**Given text**
※

The execution site of the Czar and his family
Death
T
he provisional Russian government at first kept Nicholas, Alexandra, and their children confined in the Alexander Palace at Tsarskoe Selo, 15 miles south of St. Petersburg. Attempting to remove them from the vicinity of the capital and so from possible harm, the Kerensky government moved them east to Tobolsk, in Siberia in August 1917. They remained there through the Bolshevik October Revolution in November 1917, but were then moved to Red Army and Bolshevik-controlled Yekaterinburg. The Emperor and his family, including Botkin, Kharitonov and Trupp were executed at 2:33 A.M. on the morning of July 17, 1918. According to Yurovsky he read to Nicholas a letter from the Presidium of the Ural Regional Soviet saying:
In view of the fact that your relatives continue their offensive against Soviet Russia, the Presidium of the Ural Regional Soviet has decided to sentence you to death.
According to Yurovsky, Nicholas II cried:
Lord, oh my God! Oh my God! What is this? I can't understand you.
The bodies were disposed in a truck which Yurovsky ordered at midnight and taken to the forest to be disposed. The execution was covered up as a disappearance for a while. Soon after, the Bolsheviks announced that only Nicholas had been shot, but that the members of his family had been spirited away to another place. Most reports showed that they had all been executed by a detachment of Bolsheviks led by Yakov Yurovsky, a watchmaker from Perm. Other witnesses swore to have seen the Empress and her daughters in Perm. King Alfonso XIII of Spain negotiated with the new Soviet government interceding for the remaining members of the family that he thought alive.
Then in 1989, Yakov Yurovsky's own report was published, which seemed to show conclusively what had happened that night. The execution took place as units of the Czechoslovak Legion, making their retreat out of Russia, approached Yekaterinburg. Fearing that the Legion would take the town and free him, the Emperor's Bolshevik jailers pursued the immediate liquidation of the Imperial Family, arguing that there was "no turning back." [2] The telegram giving the order on behalf of the Supreme Soviet in Moscow was signed by Jacob Sverdlov, after whom the town was subsequently renamed. Nicholas was the first to die. He was executed with multiple bullets to the head and chest.

※

**Work to complete**
(a) Rewrite the execution passage from "According to Yurovsky, Nicholas" up to and including "he thought alive.", substituting "wagon" for "truck".
(b) According to the execution passage, who signed the telegram giving the order on behalf of the Supreme Soviet in Moscow?
The material that comes next is separate from the execution passage.

※

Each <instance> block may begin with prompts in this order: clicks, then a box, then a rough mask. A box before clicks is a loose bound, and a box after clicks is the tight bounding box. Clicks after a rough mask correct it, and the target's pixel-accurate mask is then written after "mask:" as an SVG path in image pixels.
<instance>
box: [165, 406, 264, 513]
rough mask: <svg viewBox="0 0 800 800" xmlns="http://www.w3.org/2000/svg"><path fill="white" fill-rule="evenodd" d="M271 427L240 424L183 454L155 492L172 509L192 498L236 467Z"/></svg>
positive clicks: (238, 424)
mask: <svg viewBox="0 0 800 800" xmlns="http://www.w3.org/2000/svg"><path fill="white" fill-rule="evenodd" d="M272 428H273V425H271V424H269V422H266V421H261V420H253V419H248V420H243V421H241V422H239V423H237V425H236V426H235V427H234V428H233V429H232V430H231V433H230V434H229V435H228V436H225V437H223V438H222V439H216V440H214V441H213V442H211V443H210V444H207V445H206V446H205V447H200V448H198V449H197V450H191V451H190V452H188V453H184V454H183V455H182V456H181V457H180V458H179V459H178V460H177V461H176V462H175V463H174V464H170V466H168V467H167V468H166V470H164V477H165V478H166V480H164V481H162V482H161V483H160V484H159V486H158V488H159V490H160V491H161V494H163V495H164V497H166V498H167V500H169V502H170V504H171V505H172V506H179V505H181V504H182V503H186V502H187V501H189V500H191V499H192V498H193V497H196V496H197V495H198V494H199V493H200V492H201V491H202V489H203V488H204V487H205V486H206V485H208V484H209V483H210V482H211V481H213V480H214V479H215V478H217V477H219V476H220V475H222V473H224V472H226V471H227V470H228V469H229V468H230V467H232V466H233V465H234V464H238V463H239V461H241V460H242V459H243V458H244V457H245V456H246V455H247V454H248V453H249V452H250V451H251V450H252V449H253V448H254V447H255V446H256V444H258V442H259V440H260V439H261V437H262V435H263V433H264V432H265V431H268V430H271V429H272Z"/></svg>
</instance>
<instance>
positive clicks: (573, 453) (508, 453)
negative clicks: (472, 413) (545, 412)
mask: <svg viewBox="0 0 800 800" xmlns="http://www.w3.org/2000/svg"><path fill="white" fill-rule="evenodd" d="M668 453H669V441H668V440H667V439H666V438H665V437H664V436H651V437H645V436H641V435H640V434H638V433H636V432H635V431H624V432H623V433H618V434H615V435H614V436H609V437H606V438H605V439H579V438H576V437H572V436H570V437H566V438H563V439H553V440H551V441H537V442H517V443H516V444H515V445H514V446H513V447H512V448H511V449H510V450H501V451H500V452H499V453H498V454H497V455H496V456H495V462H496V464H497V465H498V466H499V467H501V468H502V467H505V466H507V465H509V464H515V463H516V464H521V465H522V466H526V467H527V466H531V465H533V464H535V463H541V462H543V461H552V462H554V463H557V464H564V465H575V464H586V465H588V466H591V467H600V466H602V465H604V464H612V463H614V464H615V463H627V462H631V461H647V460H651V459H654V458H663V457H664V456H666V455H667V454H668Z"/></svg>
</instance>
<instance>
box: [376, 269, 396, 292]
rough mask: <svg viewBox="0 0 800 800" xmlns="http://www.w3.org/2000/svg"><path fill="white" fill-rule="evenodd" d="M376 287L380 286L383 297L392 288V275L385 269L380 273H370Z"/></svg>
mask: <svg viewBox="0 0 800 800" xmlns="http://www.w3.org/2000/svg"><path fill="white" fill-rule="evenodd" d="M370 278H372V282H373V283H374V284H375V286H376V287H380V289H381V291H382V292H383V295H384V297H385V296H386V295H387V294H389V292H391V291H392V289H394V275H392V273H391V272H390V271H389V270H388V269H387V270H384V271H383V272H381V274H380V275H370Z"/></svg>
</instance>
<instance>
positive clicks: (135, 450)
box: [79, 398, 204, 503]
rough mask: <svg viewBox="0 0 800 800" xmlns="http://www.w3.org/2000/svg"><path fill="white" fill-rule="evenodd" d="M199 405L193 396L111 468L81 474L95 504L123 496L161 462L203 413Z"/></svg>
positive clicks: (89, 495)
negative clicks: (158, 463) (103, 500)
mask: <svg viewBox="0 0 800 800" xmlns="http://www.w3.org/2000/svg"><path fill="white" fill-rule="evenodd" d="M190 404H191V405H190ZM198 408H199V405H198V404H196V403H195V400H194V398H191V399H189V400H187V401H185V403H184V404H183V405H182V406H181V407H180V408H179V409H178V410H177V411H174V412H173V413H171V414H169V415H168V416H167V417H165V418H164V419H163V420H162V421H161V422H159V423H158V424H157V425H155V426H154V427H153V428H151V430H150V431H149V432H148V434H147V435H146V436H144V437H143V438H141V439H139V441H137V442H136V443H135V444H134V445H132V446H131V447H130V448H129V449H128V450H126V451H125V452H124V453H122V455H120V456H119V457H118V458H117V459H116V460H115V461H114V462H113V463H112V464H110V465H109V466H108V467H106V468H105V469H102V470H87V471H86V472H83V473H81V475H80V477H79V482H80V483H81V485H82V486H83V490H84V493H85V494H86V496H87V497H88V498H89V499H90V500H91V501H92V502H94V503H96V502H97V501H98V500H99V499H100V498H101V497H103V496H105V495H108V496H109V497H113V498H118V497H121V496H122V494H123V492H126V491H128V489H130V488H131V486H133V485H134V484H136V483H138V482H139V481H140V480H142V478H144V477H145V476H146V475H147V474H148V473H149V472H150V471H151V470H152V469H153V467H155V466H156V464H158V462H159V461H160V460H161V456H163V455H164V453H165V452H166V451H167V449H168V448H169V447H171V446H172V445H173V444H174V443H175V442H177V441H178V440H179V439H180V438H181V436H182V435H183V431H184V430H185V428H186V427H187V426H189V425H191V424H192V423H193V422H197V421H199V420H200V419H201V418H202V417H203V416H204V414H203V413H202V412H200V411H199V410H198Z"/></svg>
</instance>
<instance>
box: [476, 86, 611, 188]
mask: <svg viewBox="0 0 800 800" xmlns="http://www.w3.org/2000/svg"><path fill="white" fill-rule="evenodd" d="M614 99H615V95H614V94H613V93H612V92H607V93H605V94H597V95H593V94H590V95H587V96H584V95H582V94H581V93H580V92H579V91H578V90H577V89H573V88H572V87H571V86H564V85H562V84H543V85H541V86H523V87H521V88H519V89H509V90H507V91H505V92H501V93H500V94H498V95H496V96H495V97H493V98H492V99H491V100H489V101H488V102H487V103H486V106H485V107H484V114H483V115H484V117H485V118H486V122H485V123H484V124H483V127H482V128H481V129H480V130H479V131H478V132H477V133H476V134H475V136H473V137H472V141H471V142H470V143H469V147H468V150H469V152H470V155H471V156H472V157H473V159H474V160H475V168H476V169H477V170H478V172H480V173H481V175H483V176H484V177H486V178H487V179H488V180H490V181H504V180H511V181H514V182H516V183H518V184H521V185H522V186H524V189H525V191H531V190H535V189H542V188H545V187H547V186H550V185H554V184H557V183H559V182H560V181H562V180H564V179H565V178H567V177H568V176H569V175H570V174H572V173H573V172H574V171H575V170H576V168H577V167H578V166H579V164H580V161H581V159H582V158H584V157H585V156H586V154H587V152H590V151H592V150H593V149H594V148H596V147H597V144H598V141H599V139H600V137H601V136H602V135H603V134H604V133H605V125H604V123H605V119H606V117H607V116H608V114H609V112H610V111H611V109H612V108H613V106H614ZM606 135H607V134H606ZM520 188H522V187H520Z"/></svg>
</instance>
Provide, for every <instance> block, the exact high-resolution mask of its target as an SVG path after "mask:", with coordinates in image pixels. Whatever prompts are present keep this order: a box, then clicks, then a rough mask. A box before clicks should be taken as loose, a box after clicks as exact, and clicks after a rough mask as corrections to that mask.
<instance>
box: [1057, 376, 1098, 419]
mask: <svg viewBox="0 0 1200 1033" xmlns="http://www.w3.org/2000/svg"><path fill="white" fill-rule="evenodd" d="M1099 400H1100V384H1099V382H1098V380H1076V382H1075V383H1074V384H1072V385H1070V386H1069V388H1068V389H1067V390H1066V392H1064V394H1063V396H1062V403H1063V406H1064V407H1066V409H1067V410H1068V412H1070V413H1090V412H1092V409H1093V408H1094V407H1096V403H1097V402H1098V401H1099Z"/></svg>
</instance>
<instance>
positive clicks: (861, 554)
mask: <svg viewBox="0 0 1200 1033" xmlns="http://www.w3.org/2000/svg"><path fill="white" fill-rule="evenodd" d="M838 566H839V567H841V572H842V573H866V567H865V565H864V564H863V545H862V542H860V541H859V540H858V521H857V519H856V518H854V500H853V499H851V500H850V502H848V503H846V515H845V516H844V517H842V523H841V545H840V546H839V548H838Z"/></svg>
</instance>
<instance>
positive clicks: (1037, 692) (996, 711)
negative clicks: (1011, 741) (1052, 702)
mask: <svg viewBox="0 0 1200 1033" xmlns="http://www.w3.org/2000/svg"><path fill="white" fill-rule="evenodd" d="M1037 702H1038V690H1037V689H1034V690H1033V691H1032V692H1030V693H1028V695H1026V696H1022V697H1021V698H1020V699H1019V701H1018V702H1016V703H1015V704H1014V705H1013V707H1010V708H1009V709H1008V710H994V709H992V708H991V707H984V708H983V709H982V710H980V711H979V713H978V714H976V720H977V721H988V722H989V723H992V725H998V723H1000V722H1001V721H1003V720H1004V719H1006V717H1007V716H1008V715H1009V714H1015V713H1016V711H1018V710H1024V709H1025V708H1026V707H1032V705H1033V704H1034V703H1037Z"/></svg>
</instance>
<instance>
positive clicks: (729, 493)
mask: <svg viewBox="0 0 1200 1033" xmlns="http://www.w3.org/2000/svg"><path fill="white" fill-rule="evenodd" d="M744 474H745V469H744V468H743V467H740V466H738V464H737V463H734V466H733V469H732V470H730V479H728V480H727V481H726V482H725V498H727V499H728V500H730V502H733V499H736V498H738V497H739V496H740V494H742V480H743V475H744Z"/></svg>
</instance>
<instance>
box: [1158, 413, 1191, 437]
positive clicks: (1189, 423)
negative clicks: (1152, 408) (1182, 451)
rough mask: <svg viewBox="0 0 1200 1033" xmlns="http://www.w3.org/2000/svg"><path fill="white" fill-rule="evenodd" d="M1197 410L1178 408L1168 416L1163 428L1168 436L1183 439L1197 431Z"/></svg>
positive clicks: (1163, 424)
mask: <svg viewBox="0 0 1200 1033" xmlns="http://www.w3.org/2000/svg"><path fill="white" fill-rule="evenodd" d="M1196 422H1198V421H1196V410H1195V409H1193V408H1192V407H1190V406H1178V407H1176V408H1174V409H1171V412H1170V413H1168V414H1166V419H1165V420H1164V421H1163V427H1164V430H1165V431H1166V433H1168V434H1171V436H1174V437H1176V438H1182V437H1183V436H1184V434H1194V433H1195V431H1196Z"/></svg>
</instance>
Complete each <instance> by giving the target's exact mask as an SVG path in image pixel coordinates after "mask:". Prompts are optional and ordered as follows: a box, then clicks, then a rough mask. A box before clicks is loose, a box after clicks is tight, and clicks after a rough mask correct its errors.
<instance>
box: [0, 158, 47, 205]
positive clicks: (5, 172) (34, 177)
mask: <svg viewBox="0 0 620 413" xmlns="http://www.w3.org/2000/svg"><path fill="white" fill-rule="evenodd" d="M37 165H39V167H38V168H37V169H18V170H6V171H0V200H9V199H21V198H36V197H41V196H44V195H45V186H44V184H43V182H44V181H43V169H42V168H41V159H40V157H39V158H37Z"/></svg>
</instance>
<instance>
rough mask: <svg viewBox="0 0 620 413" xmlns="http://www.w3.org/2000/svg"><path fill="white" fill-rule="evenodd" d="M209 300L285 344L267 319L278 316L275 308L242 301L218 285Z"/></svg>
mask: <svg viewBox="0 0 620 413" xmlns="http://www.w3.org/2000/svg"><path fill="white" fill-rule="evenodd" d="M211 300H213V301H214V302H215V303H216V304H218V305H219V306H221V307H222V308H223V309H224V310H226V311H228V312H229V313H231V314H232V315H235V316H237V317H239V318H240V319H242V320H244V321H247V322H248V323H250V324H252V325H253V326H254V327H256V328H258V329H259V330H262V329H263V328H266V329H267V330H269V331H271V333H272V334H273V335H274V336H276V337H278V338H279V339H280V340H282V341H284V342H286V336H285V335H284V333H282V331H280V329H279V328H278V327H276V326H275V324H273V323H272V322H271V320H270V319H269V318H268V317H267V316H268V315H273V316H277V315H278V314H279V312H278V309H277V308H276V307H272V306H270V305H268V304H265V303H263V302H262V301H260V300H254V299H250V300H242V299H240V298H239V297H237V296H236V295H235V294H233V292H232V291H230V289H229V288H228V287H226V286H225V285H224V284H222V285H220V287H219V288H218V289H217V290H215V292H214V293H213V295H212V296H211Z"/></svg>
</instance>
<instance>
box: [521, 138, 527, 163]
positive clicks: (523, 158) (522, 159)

※

**Task-by-task answers**
(a)
According to Yurovsky, Nicholas II cried:
Lord, oh my God! Oh my God! What is this? I can't understand you.
The bodies were disposed in a wagon which Yurovsky ordered at midnight and taken to the forest to be disposed. The execution was covered up as a disappearance for a while. Soon after, the Bolsheviks announced that only Nicholas had been shot, but that the members of his family had been spirited away to another place. Most reports showed that they had all been executed by a detachment of Bolsheviks led by Yakov Yurovsky, a watchmaker from Perm. Other witnesses swore to have seen the Empress and her daughters in Perm. King Alfonso XIII of Spain negotiated with the new Soviet government interceding for the remaining members of the family that he thought alive.

(b) Jacob Sverdlov